Document text —
━━━━━━━━━━━━━━━━━━━━━━━━━━━━━━
# Who loves their minivan?



## Maybe Later (Feb 19, 2011)

We're going from a family of four to a family of five in a few months. We've decided our egos can handle a minivan and it's the best choice for us. I'm wondering who loves theirs, what year and what make and model? If there is one feature you love, what is it? If there's some thing you hate or wish you had, what might it be?

We're probably looking in the $15-25K range, possibly more if we were to finance some of it. It'll be the daily kid taxi as well as the vehicle we take to visit family, 5-6 hours one way, prob 4-6 times a year. That will probably have us looking at newer value brands (Kia, Dodge) and slightly older premium makes. I'd like someone else to take the depreciation hit if possible, but we'll drive this into the ground, so new isn't out of the question.


----------



## uptoolate (Oct 9, 2011)

Have had 2 Honda Odysseys - a 1999 and a 2010 and loved them both. Mainly because they run forever and need nothing but basic maintenance. Had a 2004 Toyota Sienna in between and it was an incredible lemon. Had all kinds of problems with it and totally turned me off Toyotas. Consumer Reports have always rated either the Odyssey or Sienna as the top minivan and the reliability of both have always been rated at the top. Getting a well maintained 3 year old version of either would be great but they do tend to hold their value very well so you are likely to be at the top end of your range on price.


----------



## Sherlock (Apr 18, 2010)

Chrysler currently has deals on the Dodge Caravan CVP (Canada Value Package). The MSRP is $19,995 but people have been getting them for less. Not bad for a new van with 283 hp.

This may help: http://forums.redflagdeals.com/looking-dodge-grand-caravan-canada-value-package-cvp-1141930/


----------



## Plugging Along (Jan 3, 2011)

We haven't made the jump yet to a minivan, mainly due to ego issues. But I have done extensive research based on what we are looking for. For us, we go to the mountains almost monthly, and 4 wheel drive is an absolute must for us. So that really just left the Toyato Sienna as the only option. We've driven a few, and really like them. I liked the honda too, but no 4 wheel drive.


----------



## Jon_Snow (May 20, 2009)

Never.


----------



## KaeJS (Sep 28, 2010)

Jon_Snow said:


> Never.


Best choice.


----------



## Sherlock (Apr 18, 2010)
━━━━━━━━━━━━━━━━━━━━━━━━━━━━━━
Data rows —
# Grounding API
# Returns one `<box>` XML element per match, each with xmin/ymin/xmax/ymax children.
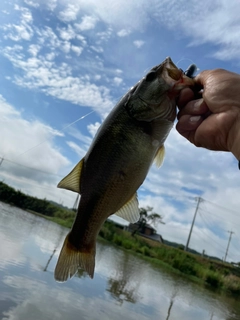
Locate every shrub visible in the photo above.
<box><xmin>205</xmin><ymin>270</ymin><xmax>222</xmax><ymax>288</ymax></box>
<box><xmin>224</xmin><ymin>274</ymin><xmax>240</xmax><ymax>294</ymax></box>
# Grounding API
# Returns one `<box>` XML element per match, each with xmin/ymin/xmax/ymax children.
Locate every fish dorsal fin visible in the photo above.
<box><xmin>115</xmin><ymin>193</ymin><xmax>140</xmax><ymax>223</ymax></box>
<box><xmin>57</xmin><ymin>158</ymin><xmax>84</xmax><ymax>194</ymax></box>
<box><xmin>154</xmin><ymin>145</ymin><xmax>165</xmax><ymax>168</ymax></box>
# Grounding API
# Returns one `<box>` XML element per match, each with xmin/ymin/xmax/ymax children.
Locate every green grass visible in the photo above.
<box><xmin>9</xmin><ymin>202</ymin><xmax>240</xmax><ymax>295</ymax></box>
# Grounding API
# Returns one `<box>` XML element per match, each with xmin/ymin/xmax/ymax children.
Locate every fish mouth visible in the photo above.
<box><xmin>162</xmin><ymin>57</ymin><xmax>194</xmax><ymax>92</ymax></box>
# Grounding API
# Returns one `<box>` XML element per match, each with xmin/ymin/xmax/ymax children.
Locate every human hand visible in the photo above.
<box><xmin>176</xmin><ymin>69</ymin><xmax>240</xmax><ymax>160</ymax></box>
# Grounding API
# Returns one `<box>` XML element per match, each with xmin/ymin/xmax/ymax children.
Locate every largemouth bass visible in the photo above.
<box><xmin>55</xmin><ymin>58</ymin><xmax>194</xmax><ymax>282</ymax></box>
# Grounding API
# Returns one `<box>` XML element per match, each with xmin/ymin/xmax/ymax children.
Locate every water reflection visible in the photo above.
<box><xmin>106</xmin><ymin>254</ymin><xmax>140</xmax><ymax>305</ymax></box>
<box><xmin>0</xmin><ymin>203</ymin><xmax>240</xmax><ymax>320</ymax></box>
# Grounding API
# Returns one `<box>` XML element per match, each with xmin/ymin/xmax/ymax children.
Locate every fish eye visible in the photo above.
<box><xmin>146</xmin><ymin>71</ymin><xmax>157</xmax><ymax>81</ymax></box>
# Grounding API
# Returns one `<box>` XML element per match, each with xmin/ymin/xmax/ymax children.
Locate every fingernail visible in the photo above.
<box><xmin>189</xmin><ymin>116</ymin><xmax>201</xmax><ymax>122</ymax></box>
<box><xmin>193</xmin><ymin>99</ymin><xmax>203</xmax><ymax>109</ymax></box>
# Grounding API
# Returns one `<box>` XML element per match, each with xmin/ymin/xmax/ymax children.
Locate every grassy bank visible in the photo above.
<box><xmin>0</xmin><ymin>182</ymin><xmax>240</xmax><ymax>295</ymax></box>
<box><xmin>47</xmin><ymin>217</ymin><xmax>240</xmax><ymax>295</ymax></box>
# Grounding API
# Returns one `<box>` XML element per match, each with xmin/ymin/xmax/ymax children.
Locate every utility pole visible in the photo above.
<box><xmin>184</xmin><ymin>197</ymin><xmax>203</xmax><ymax>251</ymax></box>
<box><xmin>224</xmin><ymin>231</ymin><xmax>234</xmax><ymax>262</ymax></box>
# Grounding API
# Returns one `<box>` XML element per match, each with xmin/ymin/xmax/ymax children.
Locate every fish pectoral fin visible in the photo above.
<box><xmin>57</xmin><ymin>158</ymin><xmax>84</xmax><ymax>194</ymax></box>
<box><xmin>154</xmin><ymin>145</ymin><xmax>165</xmax><ymax>168</ymax></box>
<box><xmin>115</xmin><ymin>193</ymin><xmax>140</xmax><ymax>223</ymax></box>
<box><xmin>54</xmin><ymin>234</ymin><xmax>96</xmax><ymax>282</ymax></box>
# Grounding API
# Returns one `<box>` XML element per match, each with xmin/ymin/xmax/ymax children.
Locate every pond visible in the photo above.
<box><xmin>0</xmin><ymin>203</ymin><xmax>240</xmax><ymax>320</ymax></box>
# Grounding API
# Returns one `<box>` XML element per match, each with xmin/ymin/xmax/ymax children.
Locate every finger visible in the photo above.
<box><xmin>176</xmin><ymin>115</ymin><xmax>203</xmax><ymax>138</ymax></box>
<box><xmin>177</xmin><ymin>88</ymin><xmax>194</xmax><ymax>110</ymax></box>
<box><xmin>177</xmin><ymin>99</ymin><xmax>209</xmax><ymax>119</ymax></box>
<box><xmin>193</xmin><ymin>70</ymin><xmax>211</xmax><ymax>90</ymax></box>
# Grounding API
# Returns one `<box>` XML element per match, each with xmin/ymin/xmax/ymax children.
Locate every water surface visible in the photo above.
<box><xmin>0</xmin><ymin>203</ymin><xmax>240</xmax><ymax>320</ymax></box>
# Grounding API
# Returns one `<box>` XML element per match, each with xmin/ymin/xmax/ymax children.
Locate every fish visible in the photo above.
<box><xmin>54</xmin><ymin>57</ymin><xmax>194</xmax><ymax>282</ymax></box>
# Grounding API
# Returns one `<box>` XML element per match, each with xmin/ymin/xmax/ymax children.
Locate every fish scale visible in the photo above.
<box><xmin>54</xmin><ymin>57</ymin><xmax>194</xmax><ymax>282</ymax></box>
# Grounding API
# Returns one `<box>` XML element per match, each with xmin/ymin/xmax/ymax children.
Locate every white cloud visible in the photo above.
<box><xmin>71</xmin><ymin>45</ymin><xmax>83</xmax><ymax>56</ymax></box>
<box><xmin>0</xmin><ymin>96</ymin><xmax>78</xmax><ymax>205</ymax></box>
<box><xmin>87</xmin><ymin>122</ymin><xmax>101</xmax><ymax>137</ymax></box>
<box><xmin>3</xmin><ymin>41</ymin><xmax>113</xmax><ymax>114</ymax></box>
<box><xmin>0</xmin><ymin>5</ymin><xmax>34</xmax><ymax>41</ymax></box>
<box><xmin>75</xmin><ymin>16</ymin><xmax>97</xmax><ymax>31</ymax></box>
<box><xmin>113</xmin><ymin>77</ymin><xmax>123</xmax><ymax>86</ymax></box>
<box><xmin>58</xmin><ymin>3</ymin><xmax>80</xmax><ymax>22</ymax></box>
<box><xmin>117</xmin><ymin>29</ymin><xmax>131</xmax><ymax>37</ymax></box>
<box><xmin>24</xmin><ymin>0</ymin><xmax>40</xmax><ymax>8</ymax></box>
<box><xmin>133</xmin><ymin>40</ymin><xmax>145</xmax><ymax>49</ymax></box>
<box><xmin>58</xmin><ymin>25</ymin><xmax>75</xmax><ymax>40</ymax></box>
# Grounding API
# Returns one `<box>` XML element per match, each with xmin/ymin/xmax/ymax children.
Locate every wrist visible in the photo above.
<box><xmin>229</xmin><ymin>113</ymin><xmax>240</xmax><ymax>160</ymax></box>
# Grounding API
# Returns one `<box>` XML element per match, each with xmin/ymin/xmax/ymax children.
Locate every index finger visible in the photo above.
<box><xmin>177</xmin><ymin>88</ymin><xmax>194</xmax><ymax>110</ymax></box>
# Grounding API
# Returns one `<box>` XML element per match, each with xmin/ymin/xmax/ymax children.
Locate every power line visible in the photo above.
<box><xmin>18</xmin><ymin>110</ymin><xmax>95</xmax><ymax>156</ymax></box>
<box><xmin>204</xmin><ymin>199</ymin><xmax>239</xmax><ymax>216</ymax></box>
<box><xmin>184</xmin><ymin>197</ymin><xmax>203</xmax><ymax>251</ymax></box>
<box><xmin>224</xmin><ymin>231</ymin><xmax>234</xmax><ymax>261</ymax></box>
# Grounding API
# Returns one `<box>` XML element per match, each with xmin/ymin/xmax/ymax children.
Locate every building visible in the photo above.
<box><xmin>126</xmin><ymin>222</ymin><xmax>164</xmax><ymax>243</ymax></box>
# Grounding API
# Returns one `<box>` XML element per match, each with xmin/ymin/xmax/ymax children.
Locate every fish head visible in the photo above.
<box><xmin>128</xmin><ymin>57</ymin><xmax>194</xmax><ymax>121</ymax></box>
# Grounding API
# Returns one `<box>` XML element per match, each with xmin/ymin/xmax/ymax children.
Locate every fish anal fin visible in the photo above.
<box><xmin>54</xmin><ymin>234</ymin><xmax>96</xmax><ymax>282</ymax></box>
<box><xmin>57</xmin><ymin>158</ymin><xmax>84</xmax><ymax>194</ymax></box>
<box><xmin>115</xmin><ymin>193</ymin><xmax>140</xmax><ymax>223</ymax></box>
<box><xmin>154</xmin><ymin>145</ymin><xmax>165</xmax><ymax>168</ymax></box>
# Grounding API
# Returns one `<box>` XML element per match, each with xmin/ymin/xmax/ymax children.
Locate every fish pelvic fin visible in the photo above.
<box><xmin>154</xmin><ymin>145</ymin><xmax>165</xmax><ymax>168</ymax></box>
<box><xmin>115</xmin><ymin>193</ymin><xmax>140</xmax><ymax>223</ymax></box>
<box><xmin>54</xmin><ymin>234</ymin><xmax>96</xmax><ymax>282</ymax></box>
<box><xmin>57</xmin><ymin>158</ymin><xmax>84</xmax><ymax>194</ymax></box>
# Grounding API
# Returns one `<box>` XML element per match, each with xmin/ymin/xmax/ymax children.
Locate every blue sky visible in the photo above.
<box><xmin>0</xmin><ymin>0</ymin><xmax>240</xmax><ymax>261</ymax></box>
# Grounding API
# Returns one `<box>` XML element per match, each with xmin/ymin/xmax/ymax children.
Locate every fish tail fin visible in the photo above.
<box><xmin>54</xmin><ymin>234</ymin><xmax>96</xmax><ymax>282</ymax></box>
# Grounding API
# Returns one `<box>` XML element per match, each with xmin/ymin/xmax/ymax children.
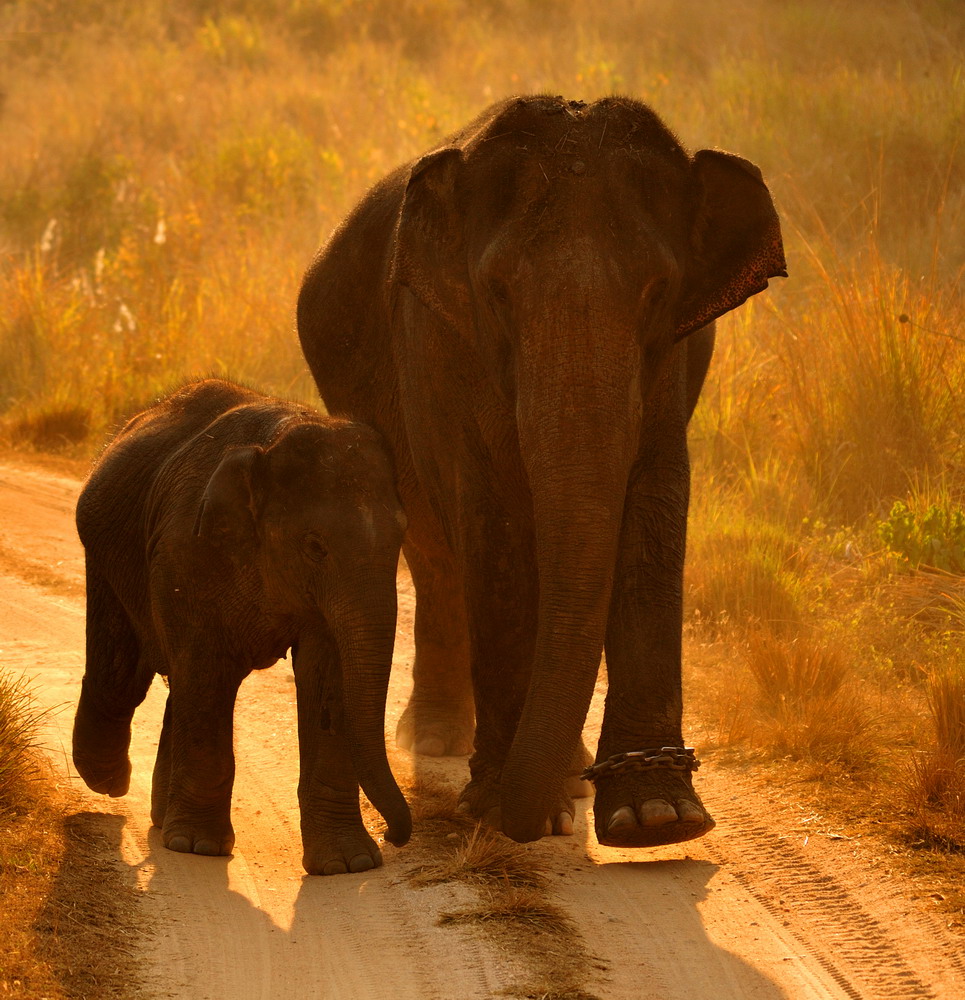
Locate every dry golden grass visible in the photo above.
<box><xmin>412</xmin><ymin>823</ymin><xmax>543</xmax><ymax>889</ymax></box>
<box><xmin>0</xmin><ymin>674</ymin><xmax>136</xmax><ymax>1000</ymax></box>
<box><xmin>439</xmin><ymin>886</ymin><xmax>573</xmax><ymax>934</ymax></box>
<box><xmin>0</xmin><ymin>670</ymin><xmax>43</xmax><ymax>815</ymax></box>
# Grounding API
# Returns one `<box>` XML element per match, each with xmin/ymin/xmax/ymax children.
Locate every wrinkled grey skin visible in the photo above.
<box><xmin>298</xmin><ymin>96</ymin><xmax>784</xmax><ymax>846</ymax></box>
<box><xmin>73</xmin><ymin>379</ymin><xmax>411</xmax><ymax>875</ymax></box>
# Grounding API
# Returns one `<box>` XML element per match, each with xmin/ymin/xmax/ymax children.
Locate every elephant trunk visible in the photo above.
<box><xmin>502</xmin><ymin>308</ymin><xmax>642</xmax><ymax>842</ymax></box>
<box><xmin>331</xmin><ymin>573</ymin><xmax>412</xmax><ymax>847</ymax></box>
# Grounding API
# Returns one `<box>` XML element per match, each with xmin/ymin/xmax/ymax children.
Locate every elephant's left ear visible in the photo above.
<box><xmin>676</xmin><ymin>149</ymin><xmax>787</xmax><ymax>340</ymax></box>
<box><xmin>194</xmin><ymin>446</ymin><xmax>266</xmax><ymax>543</ymax></box>
<box><xmin>392</xmin><ymin>146</ymin><xmax>470</xmax><ymax>328</ymax></box>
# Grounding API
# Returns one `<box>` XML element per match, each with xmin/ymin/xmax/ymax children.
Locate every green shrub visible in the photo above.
<box><xmin>878</xmin><ymin>500</ymin><xmax>965</xmax><ymax>573</ymax></box>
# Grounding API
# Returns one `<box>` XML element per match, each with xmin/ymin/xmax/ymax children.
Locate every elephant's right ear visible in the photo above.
<box><xmin>676</xmin><ymin>149</ymin><xmax>787</xmax><ymax>340</ymax></box>
<box><xmin>194</xmin><ymin>447</ymin><xmax>266</xmax><ymax>542</ymax></box>
<box><xmin>392</xmin><ymin>146</ymin><xmax>469</xmax><ymax>326</ymax></box>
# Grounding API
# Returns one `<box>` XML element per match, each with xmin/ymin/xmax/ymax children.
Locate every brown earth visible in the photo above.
<box><xmin>0</xmin><ymin>460</ymin><xmax>965</xmax><ymax>1000</ymax></box>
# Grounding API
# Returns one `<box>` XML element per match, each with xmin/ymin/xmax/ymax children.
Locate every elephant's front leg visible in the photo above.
<box><xmin>151</xmin><ymin>652</ymin><xmax>245</xmax><ymax>855</ymax></box>
<box><xmin>452</xmin><ymin>505</ymin><xmax>586</xmax><ymax>834</ymax></box>
<box><xmin>292</xmin><ymin>630</ymin><xmax>382</xmax><ymax>875</ymax></box>
<box><xmin>396</xmin><ymin>540</ymin><xmax>475</xmax><ymax>757</ymax></box>
<box><xmin>594</xmin><ymin>442</ymin><xmax>714</xmax><ymax>847</ymax></box>
<box><xmin>396</xmin><ymin>495</ymin><xmax>475</xmax><ymax>757</ymax></box>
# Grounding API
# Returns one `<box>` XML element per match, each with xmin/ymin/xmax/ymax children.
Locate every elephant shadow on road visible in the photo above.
<box><xmin>553</xmin><ymin>800</ymin><xmax>791</xmax><ymax>1000</ymax></box>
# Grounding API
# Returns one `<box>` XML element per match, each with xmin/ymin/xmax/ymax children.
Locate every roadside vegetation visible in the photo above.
<box><xmin>0</xmin><ymin>668</ymin><xmax>137</xmax><ymax>1000</ymax></box>
<box><xmin>0</xmin><ymin>0</ymin><xmax>965</xmax><ymax>944</ymax></box>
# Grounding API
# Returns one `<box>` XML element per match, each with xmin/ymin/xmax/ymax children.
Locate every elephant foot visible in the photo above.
<box><xmin>74</xmin><ymin>749</ymin><xmax>131</xmax><ymax>798</ymax></box>
<box><xmin>302</xmin><ymin>823</ymin><xmax>382</xmax><ymax>875</ymax></box>
<box><xmin>594</xmin><ymin>769</ymin><xmax>716</xmax><ymax>847</ymax></box>
<box><xmin>395</xmin><ymin>696</ymin><xmax>476</xmax><ymax>757</ymax></box>
<box><xmin>457</xmin><ymin>778</ymin><xmax>576</xmax><ymax>837</ymax></box>
<box><xmin>162</xmin><ymin>820</ymin><xmax>235</xmax><ymax>857</ymax></box>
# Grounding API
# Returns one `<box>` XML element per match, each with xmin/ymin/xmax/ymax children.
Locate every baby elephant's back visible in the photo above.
<box><xmin>77</xmin><ymin>378</ymin><xmax>264</xmax><ymax>549</ymax></box>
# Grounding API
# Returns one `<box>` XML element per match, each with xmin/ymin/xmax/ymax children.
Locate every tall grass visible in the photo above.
<box><xmin>0</xmin><ymin>671</ymin><xmax>43</xmax><ymax>812</ymax></box>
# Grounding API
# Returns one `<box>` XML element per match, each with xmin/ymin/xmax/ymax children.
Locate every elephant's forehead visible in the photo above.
<box><xmin>463</xmin><ymin>97</ymin><xmax>689</xmax><ymax>166</ymax></box>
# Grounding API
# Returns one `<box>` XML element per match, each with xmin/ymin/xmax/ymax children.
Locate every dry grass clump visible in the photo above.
<box><xmin>413</xmin><ymin>823</ymin><xmax>544</xmax><ymax>889</ymax></box>
<box><xmin>438</xmin><ymin>886</ymin><xmax>573</xmax><ymax>934</ymax></box>
<box><xmin>745</xmin><ymin>635</ymin><xmax>878</xmax><ymax>775</ymax></box>
<box><xmin>0</xmin><ymin>671</ymin><xmax>43</xmax><ymax>811</ymax></box>
<box><xmin>687</xmin><ymin>523</ymin><xmax>804</xmax><ymax>632</ymax></box>
<box><xmin>0</xmin><ymin>672</ymin><xmax>136</xmax><ymax>1000</ymax></box>
<box><xmin>907</xmin><ymin>664</ymin><xmax>965</xmax><ymax>851</ymax></box>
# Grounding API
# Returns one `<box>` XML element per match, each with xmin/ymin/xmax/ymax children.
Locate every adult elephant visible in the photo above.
<box><xmin>298</xmin><ymin>96</ymin><xmax>785</xmax><ymax>846</ymax></box>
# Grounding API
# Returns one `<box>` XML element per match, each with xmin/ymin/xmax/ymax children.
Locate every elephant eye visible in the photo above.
<box><xmin>304</xmin><ymin>534</ymin><xmax>328</xmax><ymax>562</ymax></box>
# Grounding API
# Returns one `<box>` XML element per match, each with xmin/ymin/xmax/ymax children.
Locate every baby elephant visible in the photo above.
<box><xmin>73</xmin><ymin>379</ymin><xmax>412</xmax><ymax>875</ymax></box>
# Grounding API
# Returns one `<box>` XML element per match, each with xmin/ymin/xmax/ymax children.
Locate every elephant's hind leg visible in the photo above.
<box><xmin>73</xmin><ymin>567</ymin><xmax>154</xmax><ymax>796</ymax></box>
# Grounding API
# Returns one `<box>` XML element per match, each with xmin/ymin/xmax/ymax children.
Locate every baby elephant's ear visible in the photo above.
<box><xmin>194</xmin><ymin>447</ymin><xmax>265</xmax><ymax>541</ymax></box>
━━━━━━━━━━━━━━━━━━━━━━━━━━━━━━
Problem description — Write out the stretch of the minivan thread from "We're going from" through "(Oct 9, 2011)", word for word.

Solution to this problem —
We're going from a family of four to a family of five in a few months. We've decided our egos can handle a minivan and it's the best choice for us. I'm wondering who loves theirs, what year and what make and model? If there is one feature you love, what is it? If there's some thing you hate or wish you had, what might it be?

We're probably looking in the $15-25K range, possibly more if we were to finance some of it. It'll be the daily kid taxi as well as the vehicle we take to visit family, 5-6 hours one way, prob 4-6 times a year. That will probably have us looking at newer value brands (Kia, Dodge) and slightly older premium makes. I'd like someone else to take the depreciation hit if possible, but we'll drive this into the ground, so new isn't out of the question.


----------



## uptoolate (Oct 9, 2011)